• [Instruction] What do the lines say from the one containing "Tag every instance of the raw" to the end of the records? Restate them word for word, and only those.

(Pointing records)
* * * * * * *

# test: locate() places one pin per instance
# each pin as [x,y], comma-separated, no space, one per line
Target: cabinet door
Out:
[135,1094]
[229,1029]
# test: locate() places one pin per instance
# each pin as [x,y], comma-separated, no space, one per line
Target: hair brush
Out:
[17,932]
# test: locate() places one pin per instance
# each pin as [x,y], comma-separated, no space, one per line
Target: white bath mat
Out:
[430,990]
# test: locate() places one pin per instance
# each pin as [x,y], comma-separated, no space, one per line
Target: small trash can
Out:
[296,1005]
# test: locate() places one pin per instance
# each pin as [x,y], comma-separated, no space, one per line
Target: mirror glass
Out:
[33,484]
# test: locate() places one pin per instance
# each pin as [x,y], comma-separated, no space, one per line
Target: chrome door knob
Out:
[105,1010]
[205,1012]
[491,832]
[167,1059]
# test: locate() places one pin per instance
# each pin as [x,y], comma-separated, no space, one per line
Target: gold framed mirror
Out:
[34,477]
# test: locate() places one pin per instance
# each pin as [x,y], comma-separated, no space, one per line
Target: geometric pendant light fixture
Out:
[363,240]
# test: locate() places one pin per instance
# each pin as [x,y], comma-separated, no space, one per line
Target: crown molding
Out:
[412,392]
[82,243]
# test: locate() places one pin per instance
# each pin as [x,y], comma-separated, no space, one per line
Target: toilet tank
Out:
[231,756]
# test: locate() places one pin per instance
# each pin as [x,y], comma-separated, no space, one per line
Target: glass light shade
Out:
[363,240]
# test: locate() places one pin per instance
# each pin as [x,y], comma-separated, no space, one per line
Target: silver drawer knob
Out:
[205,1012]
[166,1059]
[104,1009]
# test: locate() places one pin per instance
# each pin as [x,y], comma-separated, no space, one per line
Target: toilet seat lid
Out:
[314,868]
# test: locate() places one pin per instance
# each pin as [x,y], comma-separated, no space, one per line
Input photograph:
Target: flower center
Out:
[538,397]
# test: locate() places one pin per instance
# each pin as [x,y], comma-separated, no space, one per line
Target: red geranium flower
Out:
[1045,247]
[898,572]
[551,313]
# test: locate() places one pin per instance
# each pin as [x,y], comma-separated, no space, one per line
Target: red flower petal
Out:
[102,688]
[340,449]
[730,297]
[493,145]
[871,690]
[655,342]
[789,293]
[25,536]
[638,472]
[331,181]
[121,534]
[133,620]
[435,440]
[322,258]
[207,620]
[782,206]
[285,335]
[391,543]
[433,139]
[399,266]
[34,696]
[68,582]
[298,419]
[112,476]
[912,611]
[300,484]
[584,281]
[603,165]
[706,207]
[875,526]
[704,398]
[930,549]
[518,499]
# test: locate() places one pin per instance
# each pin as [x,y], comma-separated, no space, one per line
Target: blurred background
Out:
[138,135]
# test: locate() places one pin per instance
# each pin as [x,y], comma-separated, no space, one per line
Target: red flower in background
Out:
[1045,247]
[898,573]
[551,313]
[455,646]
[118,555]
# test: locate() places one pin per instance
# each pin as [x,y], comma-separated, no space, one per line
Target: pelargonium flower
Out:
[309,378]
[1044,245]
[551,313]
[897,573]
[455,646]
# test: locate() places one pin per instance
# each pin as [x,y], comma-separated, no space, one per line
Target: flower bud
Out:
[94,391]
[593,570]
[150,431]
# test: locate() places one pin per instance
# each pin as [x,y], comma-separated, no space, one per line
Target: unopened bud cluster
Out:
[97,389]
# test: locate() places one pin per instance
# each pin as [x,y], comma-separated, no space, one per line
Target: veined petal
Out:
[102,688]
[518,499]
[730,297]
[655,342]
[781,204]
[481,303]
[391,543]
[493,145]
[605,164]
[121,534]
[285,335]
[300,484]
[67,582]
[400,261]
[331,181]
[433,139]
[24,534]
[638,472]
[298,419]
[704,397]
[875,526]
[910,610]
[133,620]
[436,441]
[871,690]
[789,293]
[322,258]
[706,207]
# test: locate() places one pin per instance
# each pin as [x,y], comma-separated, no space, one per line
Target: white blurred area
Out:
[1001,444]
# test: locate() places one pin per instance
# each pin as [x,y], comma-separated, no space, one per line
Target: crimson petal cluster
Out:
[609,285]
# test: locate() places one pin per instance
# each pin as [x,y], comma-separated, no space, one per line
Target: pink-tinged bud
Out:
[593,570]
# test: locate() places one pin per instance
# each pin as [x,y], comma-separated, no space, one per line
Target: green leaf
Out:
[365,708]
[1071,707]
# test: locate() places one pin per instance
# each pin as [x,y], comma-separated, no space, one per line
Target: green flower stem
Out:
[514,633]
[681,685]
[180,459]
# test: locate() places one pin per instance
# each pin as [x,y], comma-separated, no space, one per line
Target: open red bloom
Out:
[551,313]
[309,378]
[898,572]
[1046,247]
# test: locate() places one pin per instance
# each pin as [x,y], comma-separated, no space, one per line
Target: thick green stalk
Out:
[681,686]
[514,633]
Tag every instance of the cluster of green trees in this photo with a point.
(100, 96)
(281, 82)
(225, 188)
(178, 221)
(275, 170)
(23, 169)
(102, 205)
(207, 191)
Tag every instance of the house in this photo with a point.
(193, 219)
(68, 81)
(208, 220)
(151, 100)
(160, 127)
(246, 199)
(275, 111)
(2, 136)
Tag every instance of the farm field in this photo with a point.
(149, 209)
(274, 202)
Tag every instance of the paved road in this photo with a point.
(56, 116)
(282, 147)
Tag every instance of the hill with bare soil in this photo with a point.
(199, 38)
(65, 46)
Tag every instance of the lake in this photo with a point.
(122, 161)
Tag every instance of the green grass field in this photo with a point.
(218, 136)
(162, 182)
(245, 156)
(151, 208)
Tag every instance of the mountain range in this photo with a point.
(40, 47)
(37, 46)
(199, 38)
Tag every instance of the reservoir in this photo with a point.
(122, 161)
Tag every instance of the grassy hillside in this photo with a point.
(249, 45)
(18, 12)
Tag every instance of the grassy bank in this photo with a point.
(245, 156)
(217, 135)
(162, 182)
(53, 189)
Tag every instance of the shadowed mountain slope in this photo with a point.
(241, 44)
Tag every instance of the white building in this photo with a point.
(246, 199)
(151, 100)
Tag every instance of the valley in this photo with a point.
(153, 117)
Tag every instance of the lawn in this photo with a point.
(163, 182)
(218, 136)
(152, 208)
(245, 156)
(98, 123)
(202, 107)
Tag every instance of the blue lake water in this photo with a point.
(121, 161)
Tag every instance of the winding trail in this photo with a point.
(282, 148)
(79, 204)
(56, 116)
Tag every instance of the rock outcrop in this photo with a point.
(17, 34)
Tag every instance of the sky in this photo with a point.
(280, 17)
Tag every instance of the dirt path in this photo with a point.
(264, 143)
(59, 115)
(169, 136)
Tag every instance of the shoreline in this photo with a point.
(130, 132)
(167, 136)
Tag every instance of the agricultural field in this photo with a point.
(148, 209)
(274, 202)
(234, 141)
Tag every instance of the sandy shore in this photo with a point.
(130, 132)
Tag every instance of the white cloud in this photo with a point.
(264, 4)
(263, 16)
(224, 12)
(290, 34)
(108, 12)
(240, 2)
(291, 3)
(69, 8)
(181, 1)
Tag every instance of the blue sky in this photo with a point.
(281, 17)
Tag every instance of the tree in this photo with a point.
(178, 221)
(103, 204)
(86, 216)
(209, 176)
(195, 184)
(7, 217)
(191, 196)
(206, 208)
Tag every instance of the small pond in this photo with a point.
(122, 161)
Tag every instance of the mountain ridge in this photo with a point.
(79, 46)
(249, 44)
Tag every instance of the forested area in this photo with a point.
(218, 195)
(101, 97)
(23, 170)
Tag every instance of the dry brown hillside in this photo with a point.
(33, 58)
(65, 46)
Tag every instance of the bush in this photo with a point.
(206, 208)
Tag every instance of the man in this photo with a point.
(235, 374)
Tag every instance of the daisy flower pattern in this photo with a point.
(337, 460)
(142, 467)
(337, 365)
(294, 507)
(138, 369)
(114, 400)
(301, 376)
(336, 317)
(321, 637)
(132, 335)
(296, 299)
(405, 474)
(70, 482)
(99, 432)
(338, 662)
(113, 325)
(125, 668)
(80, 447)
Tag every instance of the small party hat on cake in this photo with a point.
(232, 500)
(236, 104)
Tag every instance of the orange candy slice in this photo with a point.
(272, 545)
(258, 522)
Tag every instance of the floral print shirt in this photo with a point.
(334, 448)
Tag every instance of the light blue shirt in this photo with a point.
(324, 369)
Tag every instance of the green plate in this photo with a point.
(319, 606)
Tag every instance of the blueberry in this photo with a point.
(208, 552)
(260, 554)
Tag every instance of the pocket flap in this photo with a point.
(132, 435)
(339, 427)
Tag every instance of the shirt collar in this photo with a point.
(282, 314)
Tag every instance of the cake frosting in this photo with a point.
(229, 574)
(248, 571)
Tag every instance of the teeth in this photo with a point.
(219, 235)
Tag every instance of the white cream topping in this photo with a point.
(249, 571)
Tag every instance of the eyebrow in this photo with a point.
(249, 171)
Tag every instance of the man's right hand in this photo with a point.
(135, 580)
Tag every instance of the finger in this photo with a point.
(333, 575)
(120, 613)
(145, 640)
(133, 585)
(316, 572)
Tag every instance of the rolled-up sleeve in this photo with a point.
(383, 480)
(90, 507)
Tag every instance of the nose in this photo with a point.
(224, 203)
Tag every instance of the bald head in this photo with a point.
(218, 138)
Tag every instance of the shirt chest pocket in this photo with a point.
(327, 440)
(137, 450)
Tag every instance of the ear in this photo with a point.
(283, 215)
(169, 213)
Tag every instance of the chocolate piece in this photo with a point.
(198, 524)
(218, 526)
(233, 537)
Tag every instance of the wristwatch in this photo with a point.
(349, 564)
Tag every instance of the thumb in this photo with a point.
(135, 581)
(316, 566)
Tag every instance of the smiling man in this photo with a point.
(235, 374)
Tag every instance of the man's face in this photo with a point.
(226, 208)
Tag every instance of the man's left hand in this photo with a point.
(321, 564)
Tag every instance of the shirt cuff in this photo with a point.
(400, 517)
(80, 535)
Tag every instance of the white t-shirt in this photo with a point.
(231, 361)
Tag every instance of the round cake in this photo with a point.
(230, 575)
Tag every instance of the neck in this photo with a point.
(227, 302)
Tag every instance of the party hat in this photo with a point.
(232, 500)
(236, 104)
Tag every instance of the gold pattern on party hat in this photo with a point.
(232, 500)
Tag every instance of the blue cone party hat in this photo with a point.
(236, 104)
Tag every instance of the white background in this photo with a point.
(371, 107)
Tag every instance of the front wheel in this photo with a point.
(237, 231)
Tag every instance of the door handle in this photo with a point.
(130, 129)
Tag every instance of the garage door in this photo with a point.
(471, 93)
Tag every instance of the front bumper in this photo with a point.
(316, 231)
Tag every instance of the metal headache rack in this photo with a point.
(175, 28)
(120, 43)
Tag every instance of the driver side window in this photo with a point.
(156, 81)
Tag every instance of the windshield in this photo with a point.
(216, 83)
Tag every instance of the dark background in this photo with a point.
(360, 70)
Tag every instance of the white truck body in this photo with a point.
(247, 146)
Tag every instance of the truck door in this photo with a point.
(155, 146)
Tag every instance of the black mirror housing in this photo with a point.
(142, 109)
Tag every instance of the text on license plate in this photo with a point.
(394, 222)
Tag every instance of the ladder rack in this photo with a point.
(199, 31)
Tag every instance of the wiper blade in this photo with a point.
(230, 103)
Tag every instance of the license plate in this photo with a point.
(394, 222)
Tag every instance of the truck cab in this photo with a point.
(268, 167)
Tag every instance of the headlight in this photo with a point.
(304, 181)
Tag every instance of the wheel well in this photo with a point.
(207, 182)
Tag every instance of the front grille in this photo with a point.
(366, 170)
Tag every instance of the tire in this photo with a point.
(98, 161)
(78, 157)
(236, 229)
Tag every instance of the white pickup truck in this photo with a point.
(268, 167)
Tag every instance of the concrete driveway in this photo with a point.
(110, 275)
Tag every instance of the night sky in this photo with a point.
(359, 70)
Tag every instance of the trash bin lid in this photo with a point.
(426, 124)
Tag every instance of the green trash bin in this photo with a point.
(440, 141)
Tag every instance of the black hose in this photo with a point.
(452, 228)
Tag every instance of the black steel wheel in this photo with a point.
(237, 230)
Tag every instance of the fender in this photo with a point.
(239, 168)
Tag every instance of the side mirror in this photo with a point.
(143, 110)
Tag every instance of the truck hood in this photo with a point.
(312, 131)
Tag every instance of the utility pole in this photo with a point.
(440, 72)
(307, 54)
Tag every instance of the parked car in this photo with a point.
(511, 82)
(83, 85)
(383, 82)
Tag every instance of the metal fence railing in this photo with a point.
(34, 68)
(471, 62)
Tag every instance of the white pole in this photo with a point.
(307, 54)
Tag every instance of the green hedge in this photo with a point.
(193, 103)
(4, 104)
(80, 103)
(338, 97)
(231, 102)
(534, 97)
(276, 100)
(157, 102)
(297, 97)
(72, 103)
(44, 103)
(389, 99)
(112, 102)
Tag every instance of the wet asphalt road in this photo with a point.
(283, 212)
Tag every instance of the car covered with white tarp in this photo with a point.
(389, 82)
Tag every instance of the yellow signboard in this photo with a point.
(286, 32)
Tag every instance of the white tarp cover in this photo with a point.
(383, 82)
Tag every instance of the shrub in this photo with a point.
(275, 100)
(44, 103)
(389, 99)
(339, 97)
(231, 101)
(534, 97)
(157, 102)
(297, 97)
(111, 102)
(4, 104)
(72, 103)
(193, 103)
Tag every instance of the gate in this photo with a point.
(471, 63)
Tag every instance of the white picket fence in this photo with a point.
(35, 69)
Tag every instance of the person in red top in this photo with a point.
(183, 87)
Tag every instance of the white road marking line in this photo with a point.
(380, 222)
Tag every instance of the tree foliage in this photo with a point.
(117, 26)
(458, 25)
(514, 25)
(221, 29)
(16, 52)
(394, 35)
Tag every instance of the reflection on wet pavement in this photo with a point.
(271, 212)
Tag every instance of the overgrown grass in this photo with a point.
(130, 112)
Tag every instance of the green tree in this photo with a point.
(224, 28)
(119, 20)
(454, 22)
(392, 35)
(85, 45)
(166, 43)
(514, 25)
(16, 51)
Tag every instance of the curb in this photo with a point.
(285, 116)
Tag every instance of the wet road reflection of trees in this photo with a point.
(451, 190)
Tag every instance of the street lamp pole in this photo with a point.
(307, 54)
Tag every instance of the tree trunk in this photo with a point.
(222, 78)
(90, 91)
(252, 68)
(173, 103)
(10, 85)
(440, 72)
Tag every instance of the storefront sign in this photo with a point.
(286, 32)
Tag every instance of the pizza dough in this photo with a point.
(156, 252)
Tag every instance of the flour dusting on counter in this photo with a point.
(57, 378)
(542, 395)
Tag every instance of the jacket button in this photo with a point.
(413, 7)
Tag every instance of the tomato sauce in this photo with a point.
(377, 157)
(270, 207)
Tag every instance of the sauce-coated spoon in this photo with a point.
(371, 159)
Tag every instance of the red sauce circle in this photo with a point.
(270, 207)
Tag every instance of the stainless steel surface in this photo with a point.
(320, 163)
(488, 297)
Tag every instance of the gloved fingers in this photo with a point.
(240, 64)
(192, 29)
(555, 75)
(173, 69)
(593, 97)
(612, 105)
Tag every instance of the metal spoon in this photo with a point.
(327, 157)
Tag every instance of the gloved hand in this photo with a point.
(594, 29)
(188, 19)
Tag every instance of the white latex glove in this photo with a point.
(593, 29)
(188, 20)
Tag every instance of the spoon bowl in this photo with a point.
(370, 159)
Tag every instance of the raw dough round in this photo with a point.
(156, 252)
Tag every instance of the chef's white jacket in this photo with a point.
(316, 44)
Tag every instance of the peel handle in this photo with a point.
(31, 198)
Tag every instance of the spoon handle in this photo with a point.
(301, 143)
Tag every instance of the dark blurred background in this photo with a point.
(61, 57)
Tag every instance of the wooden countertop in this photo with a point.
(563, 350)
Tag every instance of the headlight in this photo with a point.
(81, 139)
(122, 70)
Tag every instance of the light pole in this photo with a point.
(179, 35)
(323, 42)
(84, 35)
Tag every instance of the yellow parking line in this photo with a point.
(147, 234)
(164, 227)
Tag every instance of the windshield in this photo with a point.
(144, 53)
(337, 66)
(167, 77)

* * * * * * *

• [Result of the exercise]
Tag every instance of the raw dough round in this photo with a point.
(156, 252)
Tag every instance of the chef's white jacket in this photo with a point.
(316, 44)
Tag every instance of the peel handle in this photo with a point.
(31, 198)
Tag every instance of the spoon handle in this photo with a point.
(301, 143)
Tag every instance of the dark blurred background in this photo with a point.
(61, 57)
Tag every instance of the wooden countertop in this photo with a point.
(563, 350)
Tag every instance of the headlight in this photo with a point.
(81, 139)
(122, 70)
Tag every instance of the light pole in this photo with a point.
(179, 35)
(323, 42)
(84, 35)
Tag every instance of the yellow parking line in this photo with a point.
(147, 234)
(164, 227)
Tag every instance of the windshield in this photo with a point.
(144, 53)
(337, 66)
(167, 77)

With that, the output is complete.